Texte source:
☆ ☆ ☆

C'est par le biais des surréalistes que Painlevé se prit d'intérêt pour le 7ème Art, et particulièrement sa capacité de retranscription de la réalité tout en lui octroyant une esthétique poétique grâce aux moyens techniques permis par le cinéma - ralentis, montage, grossissement... C'est ainsi qu'il réalisa en 1927 son premier métrage, L'œuf d'épinoche : de la fécondation à l'éclosion.

Équipé d'une caméra de son invention, qui avait la double capacité de pouvoir être submergée et d'effectuer les mêmes grossissements qu'un microscope optique, le scientifique devenu homme de cinéma emmène le spectateur sous l'eau à la découverte de nombreuses créatures marines, communes et moins communes, de quelques centimètres à moins d'un millimètre, extravagantes, étourdissantes, extraordinaires. Il ne consacra pas la totalité de sa filmographie au monde du silence (on notera notamment son dernier film, Les Pigeons du Square, consacré aux volatiles de la capitale) mais la mer reste son grand amour et le lieu de ses plus nombreuses et plus belles réussites artistiques.

☆ ☆ ☆

Travail à faire:
[1] Résumez en deux phrases le texte sur Painlevé et le cinéma.
[2] Poursuivez le texte sur Painlevé et le cinéma à partir de sa dernière phrase.

Jeu de données:
☆ ☆ ☆

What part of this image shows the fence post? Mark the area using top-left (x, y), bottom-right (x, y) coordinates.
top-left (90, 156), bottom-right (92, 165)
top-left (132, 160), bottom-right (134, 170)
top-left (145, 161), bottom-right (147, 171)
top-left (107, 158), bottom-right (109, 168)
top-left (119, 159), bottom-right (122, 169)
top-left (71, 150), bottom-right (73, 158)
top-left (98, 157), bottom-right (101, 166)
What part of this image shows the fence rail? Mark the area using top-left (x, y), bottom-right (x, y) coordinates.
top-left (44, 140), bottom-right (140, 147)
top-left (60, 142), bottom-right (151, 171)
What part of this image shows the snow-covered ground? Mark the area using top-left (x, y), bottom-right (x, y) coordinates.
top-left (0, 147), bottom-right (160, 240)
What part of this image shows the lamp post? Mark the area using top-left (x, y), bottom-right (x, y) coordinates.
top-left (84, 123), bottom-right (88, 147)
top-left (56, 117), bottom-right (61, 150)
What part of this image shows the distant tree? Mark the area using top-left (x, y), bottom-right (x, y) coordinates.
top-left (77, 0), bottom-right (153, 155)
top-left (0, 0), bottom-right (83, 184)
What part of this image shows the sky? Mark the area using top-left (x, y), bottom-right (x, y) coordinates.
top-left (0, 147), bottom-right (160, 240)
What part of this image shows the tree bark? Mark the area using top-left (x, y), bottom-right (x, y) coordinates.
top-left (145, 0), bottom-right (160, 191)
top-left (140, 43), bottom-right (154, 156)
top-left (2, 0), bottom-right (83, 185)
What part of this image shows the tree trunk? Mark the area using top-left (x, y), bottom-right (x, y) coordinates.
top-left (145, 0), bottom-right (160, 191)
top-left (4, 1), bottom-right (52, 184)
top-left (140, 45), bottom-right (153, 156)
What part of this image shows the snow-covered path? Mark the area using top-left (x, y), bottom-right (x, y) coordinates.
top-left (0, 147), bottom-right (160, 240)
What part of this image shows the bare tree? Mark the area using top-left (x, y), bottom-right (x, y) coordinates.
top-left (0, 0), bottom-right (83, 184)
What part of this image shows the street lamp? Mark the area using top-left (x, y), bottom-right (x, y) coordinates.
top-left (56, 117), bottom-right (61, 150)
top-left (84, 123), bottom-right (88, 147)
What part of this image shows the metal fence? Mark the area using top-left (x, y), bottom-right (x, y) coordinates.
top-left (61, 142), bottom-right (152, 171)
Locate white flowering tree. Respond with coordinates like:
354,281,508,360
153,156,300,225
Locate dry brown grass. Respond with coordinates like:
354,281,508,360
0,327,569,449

☆ ☆ ☆

Résultats:
[1] Venu au cinéma par les surréalistes, Painlevé s'intéressa à sa capacité à retranscrire la réalité en lui donnant une esthétique poétique, et réalisa en 1927 son premier métrage, L'œuf d'épinoche : de la fécondation à l'éclosion. Avec une caméra de son invention, capable d'aller sous l'eau et de grossir comme un microscope, il fit découvrir au spectateur de nombreuses créatures marines, et même s'il filma d'autres sujets, comme dans Les Pigeons du Square, la mer resta son grand amour et le lieu de ses plus belles réussites.

[2]
Comme un Jamy des temps anciens qui aurait troqué le camion klaxonnant de C'est pas Sorcier ! pour un sous-marin, brandissant avec fierté son slogan " La science est fiction ", Painlevé envisage à la fois d'instruire et de divertir, présentant avec intelligence et précision les bestioles qui s'agitent sous le regard de sa caméra, tout en n'hésitant pas à souligner son propos d'humour bien senti et de personnification des animaux - on retiendra la séquence du Bernard-l'Ermite où, constatant l'intérêt des crustacés pour une petite boule de liège, il décide de carrément leur monter un terrain de football miniature.

Tout ceci sans jamais oublier un travail artistique d'une grande beauté, d'abord dans un somptueux noir et blanc jusque dans les années 60 puis en couleur, révélant alors une autre facette du monde marin. Ses documentaires ont ce charme de l'ancien, cette désuétude qui les caractérise mais restent encore aujourd'hui absolument fascinants et incroyablement pertinents quand on sait à quel point nos océans sont menacés.

Le bestiaire de Painlevé est d'une formidable diversité ; oursins, crabes, polypes, poulpes, méduses, diatomées et autres crevettes se donnent en spectacle, dévoilant au spectateur émerveillé les secrets de leur petit monde aquatique. De l'ensemble, on pourra relever quelques modestes chefs-d'œuvre du genre et créatures remarquables :

  • L'Hippocampe (1934), son film le plus célèbre, dont le sujet est assez évident.
  • Comment naissent des méduses (1960), un documentaire charmant qui s'intéresse au bourgeonnement des polypes et à la naissance de toutes petites méduses d'un demi-millimètre. Difficile de ne pas fondre, d'autant plus que les méduses sont mes animaux préférés !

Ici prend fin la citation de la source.